> **WORK TASK**:
Starting from the first line below, repeat the data exactly through to the last.

> **THE DATA**:
_ _ _

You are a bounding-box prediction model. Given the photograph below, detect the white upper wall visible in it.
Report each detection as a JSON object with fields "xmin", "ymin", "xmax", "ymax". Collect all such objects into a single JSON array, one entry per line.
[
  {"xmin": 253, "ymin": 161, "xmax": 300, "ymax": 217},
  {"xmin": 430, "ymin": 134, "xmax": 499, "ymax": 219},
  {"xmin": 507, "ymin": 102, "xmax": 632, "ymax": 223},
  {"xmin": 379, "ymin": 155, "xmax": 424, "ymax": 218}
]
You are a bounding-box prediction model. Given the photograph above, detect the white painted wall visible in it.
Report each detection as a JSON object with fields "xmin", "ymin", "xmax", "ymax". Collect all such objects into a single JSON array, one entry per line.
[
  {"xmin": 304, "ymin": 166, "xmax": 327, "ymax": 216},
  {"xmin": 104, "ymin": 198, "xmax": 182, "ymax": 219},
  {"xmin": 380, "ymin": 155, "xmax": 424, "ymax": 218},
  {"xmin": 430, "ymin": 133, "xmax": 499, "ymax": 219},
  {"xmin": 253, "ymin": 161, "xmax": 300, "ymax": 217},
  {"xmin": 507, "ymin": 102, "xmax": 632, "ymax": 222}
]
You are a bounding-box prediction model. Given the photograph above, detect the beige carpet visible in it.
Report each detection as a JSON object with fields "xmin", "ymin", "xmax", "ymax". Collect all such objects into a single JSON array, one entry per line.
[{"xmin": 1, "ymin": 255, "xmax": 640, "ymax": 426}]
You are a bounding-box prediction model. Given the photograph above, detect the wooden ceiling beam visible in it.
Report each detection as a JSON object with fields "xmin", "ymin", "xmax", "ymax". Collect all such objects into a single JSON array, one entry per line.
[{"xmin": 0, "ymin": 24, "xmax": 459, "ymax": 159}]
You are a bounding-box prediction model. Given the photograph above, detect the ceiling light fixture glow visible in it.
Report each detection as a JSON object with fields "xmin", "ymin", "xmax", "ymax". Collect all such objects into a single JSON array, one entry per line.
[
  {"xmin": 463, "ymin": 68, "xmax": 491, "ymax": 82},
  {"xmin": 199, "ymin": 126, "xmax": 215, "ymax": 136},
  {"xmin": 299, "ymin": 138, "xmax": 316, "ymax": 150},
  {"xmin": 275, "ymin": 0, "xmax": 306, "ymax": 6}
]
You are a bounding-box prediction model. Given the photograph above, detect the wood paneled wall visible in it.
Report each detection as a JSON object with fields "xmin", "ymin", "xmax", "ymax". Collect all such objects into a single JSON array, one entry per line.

_ _ _

> **TASK RESULT**:
You are a bounding-box prediction model. Given the photograph below, detect the white upper wall visible in it.
Report each detection as a JSON object with fields "xmin", "ymin", "xmax", "ymax". Collect all such objects into a single JSON array, one entry per line.
[
  {"xmin": 253, "ymin": 161, "xmax": 300, "ymax": 217},
  {"xmin": 430, "ymin": 134, "xmax": 499, "ymax": 219},
  {"xmin": 507, "ymin": 102, "xmax": 632, "ymax": 223},
  {"xmin": 379, "ymin": 155, "xmax": 424, "ymax": 218}
]
You are a bounding-box prediction model. Given the photograph above, detect the white painted wall visible in it.
Report each detection as a JSON object with fields "xmin", "ymin", "xmax", "ymax". Collect all such objects into a single JSON array, one entry per line.
[
  {"xmin": 304, "ymin": 166, "xmax": 327, "ymax": 216},
  {"xmin": 104, "ymin": 198, "xmax": 182, "ymax": 219},
  {"xmin": 380, "ymin": 155, "xmax": 424, "ymax": 218},
  {"xmin": 430, "ymin": 133, "xmax": 499, "ymax": 219},
  {"xmin": 253, "ymin": 161, "xmax": 300, "ymax": 217},
  {"xmin": 507, "ymin": 102, "xmax": 632, "ymax": 222}
]
You are a bounding-box prediction model. Given the photograph above, detect the beige carpet visible in it.
Report each detection as a JSON object with fields "xmin", "ymin", "xmax", "ymax". Collect all such objects into a single JSON array, one entry per line.
[{"xmin": 1, "ymin": 255, "xmax": 640, "ymax": 426}]
You are a bounding-box prediction model. Given the photograph above, detect the wooden ceiling beam visible in it.
Report each detection as a JSON object with fields "xmin", "ymin", "xmax", "ymax". Collect all such objects into a single JSON array, one entry per line.
[{"xmin": 0, "ymin": 24, "xmax": 459, "ymax": 159}]
You are a bounding-box prediction model. Given the photograph above, detect the ceiling light fixture glow visible in it.
Report each detection as a JSON object with fields "xmin", "ymin", "xmax", "ymax". Collect all such objects into a single JSON array, one entry per line.
[
  {"xmin": 463, "ymin": 68, "xmax": 491, "ymax": 82},
  {"xmin": 199, "ymin": 126, "xmax": 215, "ymax": 136},
  {"xmin": 299, "ymin": 138, "xmax": 316, "ymax": 150},
  {"xmin": 275, "ymin": 0, "xmax": 306, "ymax": 6}
]
You are a bounding-box prediction model. Given the photograph above, detect the wood paneled wall visible in it.
Report each detection as a JSON object with fields "xmin", "ymin", "xmax", "ymax". Collect all such objects into a single JSON array, one entry per line.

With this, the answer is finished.